ИСХОДНЫЙ ТЕКСТ ->

В этот вечер, когда в комнату вошла Варя, отец вдруг приподнялся на подушке, протянул руки и громким, радостным голосом крикнул:
— Маша! Маша!
Из Москвы приехали врачи: Беркенгейм, Усов, знаменитый Щуровский. Но надежда угасала.
6 ноября отец был особенно ласков со всеми. Когда Душан что–то для него сделал: «Милый Душан, милый Душан!» — сказал он.
Мы меняли простыни, я поддерживала его за спину и вдруг я почувствовала, что рука его ищет мою руку. Я подумала, что он хочет опереться на меня, но он крепко пожал мою руку один раз, потом другой. Я припала к ней губами, стараясь сдержать подступившие рыдания.
В этот же день мы с Таней сидели около него. Кровать стояла посредине. Вдруг отец сильным движением привстал и сел на кровати. Я подошла.
— Поправить подушки?
— Нет, — сказал он, твердо и ясно выговаривая слова. — Нет, только одно советую вам помнить, что на свете есть много людей, кроме Льва Толстого, а вы смотрите только на одного Льва.
Это были последние его слова, обращенные к Тане и ко мне.
К вечеру стало много хуже. Дали кислород, впрыснули камфору. Отец успокоился, позвал Сергея: «Сережа! Истина… Я люблю много… Как они…» Он тихо задремал, дыхание стало ровнее… Казалось, непосредственная опасность миновала. Все разошлись спать, кроме дежурных. Около полуночи стало плохо. Всех разбудили.
Отец тихо, спокойно умирал…
Позвали С: А., всех братьев…
В то же утро я уехала в Ясную Поляну.
Я сидела одна в его кабинете… Казалось, жизнь моя кончена. Не для чего, не для кого жить… Пустота, отчаяние… Тихо, неслышными шагами вошла старушка Шмидт. «Не плачь, — сказала она мне. — Не надо… Почитаем Круг Чтения на 7 ноября, день его смерти».

ПРЕДОСТАВЛЕННЫЕ СТРОКИ ->
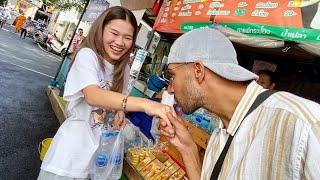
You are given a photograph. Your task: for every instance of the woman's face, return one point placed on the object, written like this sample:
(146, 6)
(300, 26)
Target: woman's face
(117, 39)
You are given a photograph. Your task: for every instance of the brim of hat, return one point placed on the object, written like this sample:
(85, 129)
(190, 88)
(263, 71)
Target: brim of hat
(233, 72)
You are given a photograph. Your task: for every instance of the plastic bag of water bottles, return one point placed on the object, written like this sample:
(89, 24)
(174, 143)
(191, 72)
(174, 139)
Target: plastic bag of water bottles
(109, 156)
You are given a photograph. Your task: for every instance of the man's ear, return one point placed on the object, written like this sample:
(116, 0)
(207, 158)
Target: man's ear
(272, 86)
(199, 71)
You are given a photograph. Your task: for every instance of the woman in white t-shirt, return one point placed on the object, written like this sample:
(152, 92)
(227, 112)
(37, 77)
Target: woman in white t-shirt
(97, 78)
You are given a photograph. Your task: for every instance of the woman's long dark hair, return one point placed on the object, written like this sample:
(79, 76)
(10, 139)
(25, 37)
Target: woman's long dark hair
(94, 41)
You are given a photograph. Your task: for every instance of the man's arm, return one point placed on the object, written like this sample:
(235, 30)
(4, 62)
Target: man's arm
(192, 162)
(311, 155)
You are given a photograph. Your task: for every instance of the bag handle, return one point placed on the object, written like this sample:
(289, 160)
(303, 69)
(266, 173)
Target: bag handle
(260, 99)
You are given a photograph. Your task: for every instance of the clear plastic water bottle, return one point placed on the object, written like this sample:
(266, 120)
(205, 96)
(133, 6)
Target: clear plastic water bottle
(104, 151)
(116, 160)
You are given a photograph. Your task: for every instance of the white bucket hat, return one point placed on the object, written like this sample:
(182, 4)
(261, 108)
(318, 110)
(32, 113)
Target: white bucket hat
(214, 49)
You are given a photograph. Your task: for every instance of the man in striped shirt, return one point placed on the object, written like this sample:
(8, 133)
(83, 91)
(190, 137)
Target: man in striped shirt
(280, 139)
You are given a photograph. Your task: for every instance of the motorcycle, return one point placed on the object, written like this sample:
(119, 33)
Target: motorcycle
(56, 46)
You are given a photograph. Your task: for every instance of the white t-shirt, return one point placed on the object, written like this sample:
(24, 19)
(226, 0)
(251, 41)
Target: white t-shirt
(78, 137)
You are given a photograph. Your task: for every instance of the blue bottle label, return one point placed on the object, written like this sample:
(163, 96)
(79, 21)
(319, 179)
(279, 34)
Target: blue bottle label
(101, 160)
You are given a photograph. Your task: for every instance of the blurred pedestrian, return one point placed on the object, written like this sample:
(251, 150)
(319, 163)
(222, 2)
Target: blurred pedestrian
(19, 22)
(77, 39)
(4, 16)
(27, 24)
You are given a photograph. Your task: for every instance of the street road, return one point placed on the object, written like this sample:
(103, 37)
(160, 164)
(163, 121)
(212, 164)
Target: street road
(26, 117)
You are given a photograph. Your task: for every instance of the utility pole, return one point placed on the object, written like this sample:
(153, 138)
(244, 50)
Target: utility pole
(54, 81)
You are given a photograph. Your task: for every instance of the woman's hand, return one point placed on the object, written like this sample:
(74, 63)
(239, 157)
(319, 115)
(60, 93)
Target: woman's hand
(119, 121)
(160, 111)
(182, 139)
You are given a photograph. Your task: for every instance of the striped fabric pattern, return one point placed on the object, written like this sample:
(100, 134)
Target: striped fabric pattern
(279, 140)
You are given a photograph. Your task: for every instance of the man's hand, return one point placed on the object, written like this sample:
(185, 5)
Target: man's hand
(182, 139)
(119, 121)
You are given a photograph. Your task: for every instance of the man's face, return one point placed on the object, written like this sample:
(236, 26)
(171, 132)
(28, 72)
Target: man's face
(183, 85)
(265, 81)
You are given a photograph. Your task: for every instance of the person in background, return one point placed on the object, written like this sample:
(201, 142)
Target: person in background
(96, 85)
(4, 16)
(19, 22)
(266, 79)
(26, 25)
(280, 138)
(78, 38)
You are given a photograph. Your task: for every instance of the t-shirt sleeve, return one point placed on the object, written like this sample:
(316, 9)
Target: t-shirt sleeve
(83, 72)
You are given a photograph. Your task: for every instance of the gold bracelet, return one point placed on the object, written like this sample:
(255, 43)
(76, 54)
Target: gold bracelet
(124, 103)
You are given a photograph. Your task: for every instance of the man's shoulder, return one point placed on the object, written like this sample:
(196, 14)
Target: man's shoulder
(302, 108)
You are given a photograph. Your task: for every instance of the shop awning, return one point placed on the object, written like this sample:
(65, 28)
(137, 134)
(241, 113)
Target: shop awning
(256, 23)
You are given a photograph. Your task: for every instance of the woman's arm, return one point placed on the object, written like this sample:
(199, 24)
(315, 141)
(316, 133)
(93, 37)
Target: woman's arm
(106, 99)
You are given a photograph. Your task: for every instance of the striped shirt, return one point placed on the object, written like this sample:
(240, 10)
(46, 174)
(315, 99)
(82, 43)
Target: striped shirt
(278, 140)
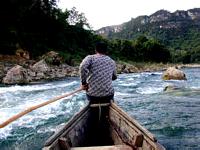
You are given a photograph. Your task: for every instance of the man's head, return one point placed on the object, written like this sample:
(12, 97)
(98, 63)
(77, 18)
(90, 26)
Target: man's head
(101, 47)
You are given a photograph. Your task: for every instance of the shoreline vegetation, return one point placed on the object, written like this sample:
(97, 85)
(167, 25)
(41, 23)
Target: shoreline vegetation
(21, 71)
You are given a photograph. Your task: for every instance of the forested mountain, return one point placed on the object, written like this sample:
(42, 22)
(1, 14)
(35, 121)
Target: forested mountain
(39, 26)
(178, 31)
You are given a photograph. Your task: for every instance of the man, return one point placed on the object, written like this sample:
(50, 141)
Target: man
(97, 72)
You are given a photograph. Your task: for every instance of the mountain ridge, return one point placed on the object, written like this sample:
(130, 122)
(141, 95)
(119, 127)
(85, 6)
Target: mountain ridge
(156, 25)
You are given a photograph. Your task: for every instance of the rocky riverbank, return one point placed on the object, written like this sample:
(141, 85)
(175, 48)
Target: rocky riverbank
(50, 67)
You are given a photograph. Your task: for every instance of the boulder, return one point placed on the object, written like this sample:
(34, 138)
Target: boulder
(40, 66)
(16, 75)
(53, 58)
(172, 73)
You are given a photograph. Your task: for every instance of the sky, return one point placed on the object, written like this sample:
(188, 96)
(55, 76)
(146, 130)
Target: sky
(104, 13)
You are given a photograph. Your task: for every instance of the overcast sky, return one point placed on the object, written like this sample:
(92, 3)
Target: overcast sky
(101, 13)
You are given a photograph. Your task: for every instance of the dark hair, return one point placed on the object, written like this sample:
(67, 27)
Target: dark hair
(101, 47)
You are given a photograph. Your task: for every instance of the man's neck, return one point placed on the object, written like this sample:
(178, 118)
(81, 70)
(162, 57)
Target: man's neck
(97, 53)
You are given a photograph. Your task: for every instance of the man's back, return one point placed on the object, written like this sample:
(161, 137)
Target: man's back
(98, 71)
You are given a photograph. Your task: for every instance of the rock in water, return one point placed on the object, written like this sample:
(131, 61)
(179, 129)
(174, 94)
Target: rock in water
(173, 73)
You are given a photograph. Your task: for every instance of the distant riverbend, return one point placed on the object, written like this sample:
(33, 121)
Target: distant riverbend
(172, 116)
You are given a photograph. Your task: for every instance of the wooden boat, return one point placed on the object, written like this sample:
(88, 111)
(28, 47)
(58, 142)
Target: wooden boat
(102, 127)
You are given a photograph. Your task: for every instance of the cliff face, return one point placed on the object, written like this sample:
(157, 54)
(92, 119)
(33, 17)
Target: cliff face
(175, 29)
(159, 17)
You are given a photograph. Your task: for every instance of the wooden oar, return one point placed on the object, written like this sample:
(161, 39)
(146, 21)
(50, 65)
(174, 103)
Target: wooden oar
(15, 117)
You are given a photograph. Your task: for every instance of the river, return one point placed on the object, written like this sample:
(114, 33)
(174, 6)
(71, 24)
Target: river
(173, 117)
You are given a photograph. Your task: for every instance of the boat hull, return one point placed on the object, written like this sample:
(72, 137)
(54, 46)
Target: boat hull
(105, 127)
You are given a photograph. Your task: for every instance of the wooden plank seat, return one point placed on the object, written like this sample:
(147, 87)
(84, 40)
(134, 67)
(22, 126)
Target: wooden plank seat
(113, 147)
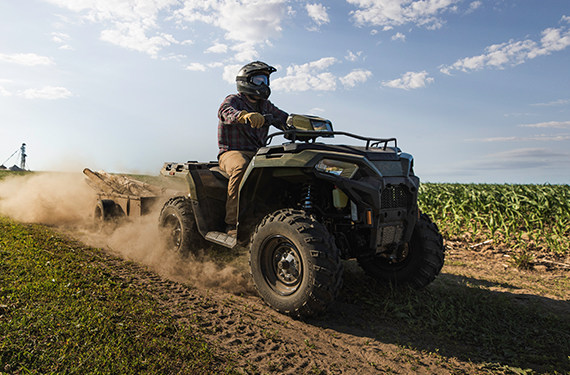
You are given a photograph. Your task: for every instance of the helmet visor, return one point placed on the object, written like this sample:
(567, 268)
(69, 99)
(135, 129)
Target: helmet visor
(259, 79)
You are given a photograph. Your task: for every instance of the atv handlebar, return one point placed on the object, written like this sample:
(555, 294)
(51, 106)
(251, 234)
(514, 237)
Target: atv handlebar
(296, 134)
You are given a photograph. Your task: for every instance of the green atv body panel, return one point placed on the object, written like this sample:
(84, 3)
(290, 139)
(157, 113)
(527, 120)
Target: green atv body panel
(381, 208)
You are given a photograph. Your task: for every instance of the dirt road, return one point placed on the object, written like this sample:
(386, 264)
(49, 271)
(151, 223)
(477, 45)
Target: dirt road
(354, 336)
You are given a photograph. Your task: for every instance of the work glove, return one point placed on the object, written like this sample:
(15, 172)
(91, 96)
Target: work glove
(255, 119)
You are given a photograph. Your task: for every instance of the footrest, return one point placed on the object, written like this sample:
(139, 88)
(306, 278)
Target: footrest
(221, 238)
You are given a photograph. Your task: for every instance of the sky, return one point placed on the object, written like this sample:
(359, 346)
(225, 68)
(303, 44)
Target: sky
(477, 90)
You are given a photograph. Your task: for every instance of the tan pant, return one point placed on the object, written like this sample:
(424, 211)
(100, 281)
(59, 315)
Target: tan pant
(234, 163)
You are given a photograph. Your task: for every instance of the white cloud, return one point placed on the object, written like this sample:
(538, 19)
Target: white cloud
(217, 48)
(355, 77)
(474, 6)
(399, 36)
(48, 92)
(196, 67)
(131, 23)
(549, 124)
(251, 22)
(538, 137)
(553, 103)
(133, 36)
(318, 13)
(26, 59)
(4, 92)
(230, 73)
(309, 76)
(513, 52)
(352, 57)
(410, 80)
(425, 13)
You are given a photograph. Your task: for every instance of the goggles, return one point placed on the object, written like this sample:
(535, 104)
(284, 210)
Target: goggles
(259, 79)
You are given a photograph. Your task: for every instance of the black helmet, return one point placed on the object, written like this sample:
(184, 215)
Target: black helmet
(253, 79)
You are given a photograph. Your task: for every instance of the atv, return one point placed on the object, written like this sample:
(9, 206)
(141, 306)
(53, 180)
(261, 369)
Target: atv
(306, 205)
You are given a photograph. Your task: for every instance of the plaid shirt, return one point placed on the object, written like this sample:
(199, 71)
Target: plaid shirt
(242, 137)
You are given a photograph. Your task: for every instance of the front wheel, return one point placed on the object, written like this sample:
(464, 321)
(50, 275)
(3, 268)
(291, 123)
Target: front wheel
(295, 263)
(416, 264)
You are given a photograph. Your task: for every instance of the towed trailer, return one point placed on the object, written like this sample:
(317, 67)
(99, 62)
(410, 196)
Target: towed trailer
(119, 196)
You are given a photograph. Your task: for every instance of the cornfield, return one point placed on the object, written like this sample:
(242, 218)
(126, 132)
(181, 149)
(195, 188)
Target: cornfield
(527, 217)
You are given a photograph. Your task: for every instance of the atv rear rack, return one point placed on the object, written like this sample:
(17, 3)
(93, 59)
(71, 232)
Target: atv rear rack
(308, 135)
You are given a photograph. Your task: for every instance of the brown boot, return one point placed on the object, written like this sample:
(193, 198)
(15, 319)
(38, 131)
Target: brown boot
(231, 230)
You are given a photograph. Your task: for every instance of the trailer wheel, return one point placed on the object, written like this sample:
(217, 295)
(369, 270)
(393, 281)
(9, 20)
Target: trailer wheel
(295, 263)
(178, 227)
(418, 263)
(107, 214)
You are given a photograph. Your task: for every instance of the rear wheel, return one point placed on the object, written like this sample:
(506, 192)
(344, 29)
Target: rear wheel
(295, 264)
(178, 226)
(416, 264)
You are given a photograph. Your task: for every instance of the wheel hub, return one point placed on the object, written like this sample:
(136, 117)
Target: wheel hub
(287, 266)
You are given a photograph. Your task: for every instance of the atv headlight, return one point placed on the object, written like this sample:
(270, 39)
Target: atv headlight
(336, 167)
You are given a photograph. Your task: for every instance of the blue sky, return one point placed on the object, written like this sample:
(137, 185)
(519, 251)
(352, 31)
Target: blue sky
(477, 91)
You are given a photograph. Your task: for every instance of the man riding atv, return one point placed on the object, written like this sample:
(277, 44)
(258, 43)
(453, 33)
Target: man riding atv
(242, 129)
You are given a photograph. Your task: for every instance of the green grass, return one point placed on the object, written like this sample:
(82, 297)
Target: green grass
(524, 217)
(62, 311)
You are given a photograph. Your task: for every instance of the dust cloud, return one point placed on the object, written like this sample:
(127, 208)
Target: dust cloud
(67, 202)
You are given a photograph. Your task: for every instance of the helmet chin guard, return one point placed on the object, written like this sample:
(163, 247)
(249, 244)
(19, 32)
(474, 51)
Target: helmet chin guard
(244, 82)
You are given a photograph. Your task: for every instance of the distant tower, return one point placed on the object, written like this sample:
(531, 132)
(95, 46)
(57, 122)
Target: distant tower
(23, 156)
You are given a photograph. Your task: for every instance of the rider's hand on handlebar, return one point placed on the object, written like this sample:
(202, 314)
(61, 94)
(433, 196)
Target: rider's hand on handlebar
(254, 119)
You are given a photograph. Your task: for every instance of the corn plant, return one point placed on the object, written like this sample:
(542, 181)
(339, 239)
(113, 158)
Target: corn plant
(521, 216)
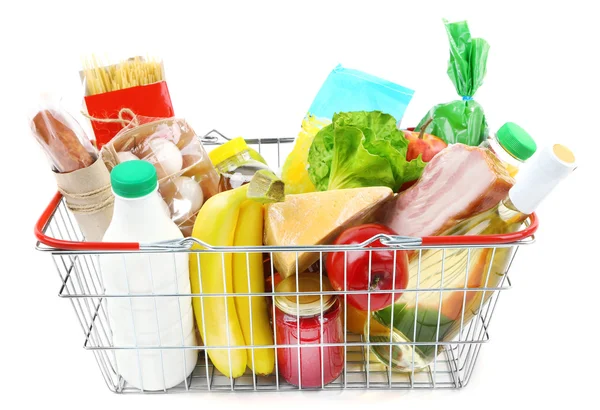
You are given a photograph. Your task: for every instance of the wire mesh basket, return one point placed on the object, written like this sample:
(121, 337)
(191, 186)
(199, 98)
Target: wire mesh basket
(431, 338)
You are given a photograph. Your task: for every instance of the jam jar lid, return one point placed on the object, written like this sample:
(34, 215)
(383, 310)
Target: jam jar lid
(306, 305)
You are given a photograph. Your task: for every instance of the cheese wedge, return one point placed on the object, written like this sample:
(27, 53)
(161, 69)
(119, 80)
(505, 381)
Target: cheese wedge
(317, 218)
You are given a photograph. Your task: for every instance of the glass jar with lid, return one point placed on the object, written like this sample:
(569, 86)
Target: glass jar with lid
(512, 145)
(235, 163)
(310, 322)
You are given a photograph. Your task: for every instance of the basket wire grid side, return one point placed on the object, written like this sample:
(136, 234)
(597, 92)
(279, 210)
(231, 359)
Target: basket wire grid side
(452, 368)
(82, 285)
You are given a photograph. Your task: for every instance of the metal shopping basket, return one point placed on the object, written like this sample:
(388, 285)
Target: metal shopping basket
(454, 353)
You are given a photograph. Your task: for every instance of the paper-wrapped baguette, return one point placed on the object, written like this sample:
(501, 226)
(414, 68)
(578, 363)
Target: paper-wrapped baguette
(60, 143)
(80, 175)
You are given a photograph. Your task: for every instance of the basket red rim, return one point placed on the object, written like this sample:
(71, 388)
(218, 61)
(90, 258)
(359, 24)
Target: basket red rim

ЗАДАНИЕ ->
Назовите всех врачей, которые, судя по отрывку о последних днях отца, приехали из Москвы. Отвечайте, опираясь только на текст.

РЕШЕНИЕ ЗАДАНИЯ ->
Беркенгейм, Усов, Щуровский.